--- Start of SOURCE DATA ---

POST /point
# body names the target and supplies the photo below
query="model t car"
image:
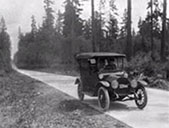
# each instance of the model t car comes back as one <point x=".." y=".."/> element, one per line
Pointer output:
<point x="102" y="75"/>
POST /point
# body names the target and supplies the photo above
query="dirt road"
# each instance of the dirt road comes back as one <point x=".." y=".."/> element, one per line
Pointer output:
<point x="155" y="115"/>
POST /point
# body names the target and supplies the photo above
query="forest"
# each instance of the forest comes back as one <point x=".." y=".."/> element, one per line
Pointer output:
<point x="60" y="37"/>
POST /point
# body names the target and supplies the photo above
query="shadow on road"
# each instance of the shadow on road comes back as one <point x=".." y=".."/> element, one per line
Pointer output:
<point x="114" y="106"/>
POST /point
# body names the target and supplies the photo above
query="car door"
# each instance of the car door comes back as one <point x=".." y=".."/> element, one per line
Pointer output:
<point x="88" y="76"/>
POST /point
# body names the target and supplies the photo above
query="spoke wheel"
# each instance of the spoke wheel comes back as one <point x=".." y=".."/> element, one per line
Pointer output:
<point x="103" y="98"/>
<point x="80" y="92"/>
<point x="141" y="97"/>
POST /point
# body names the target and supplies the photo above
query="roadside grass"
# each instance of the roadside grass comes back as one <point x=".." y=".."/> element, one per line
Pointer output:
<point x="28" y="103"/>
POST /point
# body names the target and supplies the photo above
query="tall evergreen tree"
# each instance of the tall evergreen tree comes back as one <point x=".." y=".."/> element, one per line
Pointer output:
<point x="5" y="54"/>
<point x="163" y="37"/>
<point x="72" y="23"/>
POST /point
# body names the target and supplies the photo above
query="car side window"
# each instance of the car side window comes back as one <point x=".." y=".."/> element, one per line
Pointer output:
<point x="84" y="64"/>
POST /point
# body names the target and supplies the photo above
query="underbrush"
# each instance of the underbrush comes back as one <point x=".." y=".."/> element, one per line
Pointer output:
<point x="156" y="72"/>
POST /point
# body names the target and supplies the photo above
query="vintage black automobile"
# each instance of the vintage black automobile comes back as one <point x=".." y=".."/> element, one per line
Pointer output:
<point x="102" y="75"/>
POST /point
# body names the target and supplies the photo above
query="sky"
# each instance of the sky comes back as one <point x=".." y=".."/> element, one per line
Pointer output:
<point x="17" y="13"/>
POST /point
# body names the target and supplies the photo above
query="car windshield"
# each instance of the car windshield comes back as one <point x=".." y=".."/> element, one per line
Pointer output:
<point x="110" y="64"/>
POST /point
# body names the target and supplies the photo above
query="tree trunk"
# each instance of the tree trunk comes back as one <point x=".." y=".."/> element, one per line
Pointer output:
<point x="152" y="41"/>
<point x="129" y="40"/>
<point x="93" y="27"/>
<point x="163" y="37"/>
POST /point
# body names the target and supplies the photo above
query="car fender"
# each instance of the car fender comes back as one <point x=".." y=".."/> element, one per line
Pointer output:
<point x="77" y="81"/>
<point x="142" y="82"/>
<point x="104" y="83"/>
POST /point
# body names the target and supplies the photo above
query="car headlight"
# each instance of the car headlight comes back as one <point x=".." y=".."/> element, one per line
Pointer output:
<point x="125" y="75"/>
<point x="114" y="84"/>
<point x="134" y="83"/>
<point x="101" y="76"/>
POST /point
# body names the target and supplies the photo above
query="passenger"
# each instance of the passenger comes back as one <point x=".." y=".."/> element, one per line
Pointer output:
<point x="110" y="64"/>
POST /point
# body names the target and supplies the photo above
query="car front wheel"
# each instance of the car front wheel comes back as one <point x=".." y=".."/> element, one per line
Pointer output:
<point x="80" y="92"/>
<point x="141" y="97"/>
<point x="103" y="98"/>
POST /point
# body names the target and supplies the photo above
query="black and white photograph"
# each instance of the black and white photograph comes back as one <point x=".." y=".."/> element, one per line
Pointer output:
<point x="84" y="63"/>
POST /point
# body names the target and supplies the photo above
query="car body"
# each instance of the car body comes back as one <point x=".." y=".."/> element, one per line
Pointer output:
<point x="102" y="75"/>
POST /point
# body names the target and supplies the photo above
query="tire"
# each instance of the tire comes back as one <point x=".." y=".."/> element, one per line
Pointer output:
<point x="103" y="98"/>
<point x="141" y="97"/>
<point x="80" y="92"/>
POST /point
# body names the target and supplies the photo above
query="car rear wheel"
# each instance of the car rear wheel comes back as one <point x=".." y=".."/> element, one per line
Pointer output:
<point x="141" y="97"/>
<point x="80" y="92"/>
<point x="103" y="98"/>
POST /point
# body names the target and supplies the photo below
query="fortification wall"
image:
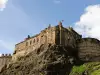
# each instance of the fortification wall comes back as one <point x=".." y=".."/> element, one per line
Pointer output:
<point x="32" y="43"/>
<point x="4" y="60"/>
<point x="89" y="49"/>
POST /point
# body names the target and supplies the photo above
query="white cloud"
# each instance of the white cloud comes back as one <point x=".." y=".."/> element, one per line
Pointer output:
<point x="57" y="1"/>
<point x="0" y="54"/>
<point x="6" y="47"/>
<point x="89" y="23"/>
<point x="3" y="4"/>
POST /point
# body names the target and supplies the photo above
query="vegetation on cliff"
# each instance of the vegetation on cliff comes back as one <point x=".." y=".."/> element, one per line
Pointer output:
<point x="46" y="60"/>
<point x="51" y="60"/>
<point x="91" y="68"/>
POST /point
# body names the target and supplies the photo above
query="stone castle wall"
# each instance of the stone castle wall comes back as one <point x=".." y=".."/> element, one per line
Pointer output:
<point x="4" y="60"/>
<point x="88" y="49"/>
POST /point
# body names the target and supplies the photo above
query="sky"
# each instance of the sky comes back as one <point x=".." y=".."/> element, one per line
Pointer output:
<point x="19" y="18"/>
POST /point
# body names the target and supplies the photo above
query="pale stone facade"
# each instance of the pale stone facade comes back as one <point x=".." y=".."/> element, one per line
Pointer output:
<point x="51" y="35"/>
<point x="4" y="60"/>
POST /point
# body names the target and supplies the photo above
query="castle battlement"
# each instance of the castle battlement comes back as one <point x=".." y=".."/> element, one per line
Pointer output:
<point x="50" y="35"/>
<point x="92" y="40"/>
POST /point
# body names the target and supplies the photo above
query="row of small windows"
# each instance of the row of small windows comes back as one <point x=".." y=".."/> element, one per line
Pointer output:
<point x="32" y="41"/>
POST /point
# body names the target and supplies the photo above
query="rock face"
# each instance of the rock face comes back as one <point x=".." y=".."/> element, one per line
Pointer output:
<point x="88" y="49"/>
<point x="46" y="60"/>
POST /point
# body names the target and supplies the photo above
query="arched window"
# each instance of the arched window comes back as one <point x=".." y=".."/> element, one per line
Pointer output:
<point x="34" y="41"/>
<point x="37" y="39"/>
<point x="30" y="42"/>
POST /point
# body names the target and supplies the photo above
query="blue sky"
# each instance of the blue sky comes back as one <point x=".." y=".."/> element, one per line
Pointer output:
<point x="22" y="17"/>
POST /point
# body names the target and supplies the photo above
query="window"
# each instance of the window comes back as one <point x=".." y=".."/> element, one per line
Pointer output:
<point x="26" y="43"/>
<point x="37" y="39"/>
<point x="30" y="42"/>
<point x="34" y="41"/>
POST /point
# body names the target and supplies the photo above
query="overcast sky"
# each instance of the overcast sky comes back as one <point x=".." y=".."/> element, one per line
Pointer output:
<point x="19" y="18"/>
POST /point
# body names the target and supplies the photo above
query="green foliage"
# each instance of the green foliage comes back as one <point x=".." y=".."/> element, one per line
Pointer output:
<point x="92" y="68"/>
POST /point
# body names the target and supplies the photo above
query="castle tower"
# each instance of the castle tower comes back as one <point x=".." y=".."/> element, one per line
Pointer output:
<point x="60" y="27"/>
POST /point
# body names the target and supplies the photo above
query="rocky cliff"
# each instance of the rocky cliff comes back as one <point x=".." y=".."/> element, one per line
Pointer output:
<point x="46" y="60"/>
<point x="51" y="60"/>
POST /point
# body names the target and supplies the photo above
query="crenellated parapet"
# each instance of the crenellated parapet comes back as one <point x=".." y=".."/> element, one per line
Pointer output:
<point x="92" y="40"/>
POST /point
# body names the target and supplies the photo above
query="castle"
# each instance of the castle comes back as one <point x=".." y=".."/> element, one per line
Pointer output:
<point x="52" y="35"/>
<point x="88" y="48"/>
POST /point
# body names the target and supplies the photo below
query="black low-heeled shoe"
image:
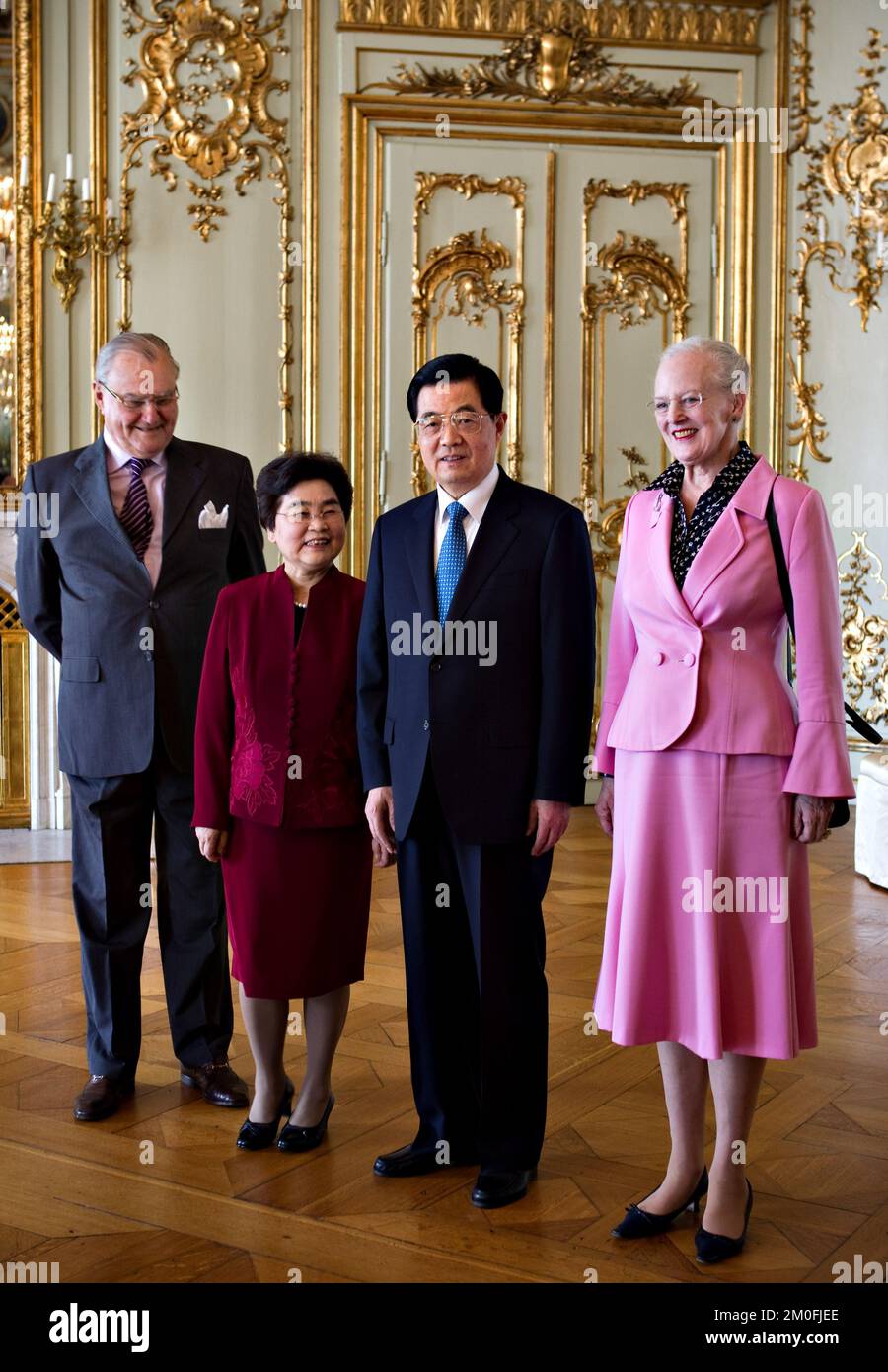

--- End of SOURCE DATA ---

STATED GOAL: List every line of the records above that contains the word "passenger", matching case exactly.

TASK RESULT:
query="passenger"
# each instance of the passenger comes back as one <point x=".." y=".."/> element, one per line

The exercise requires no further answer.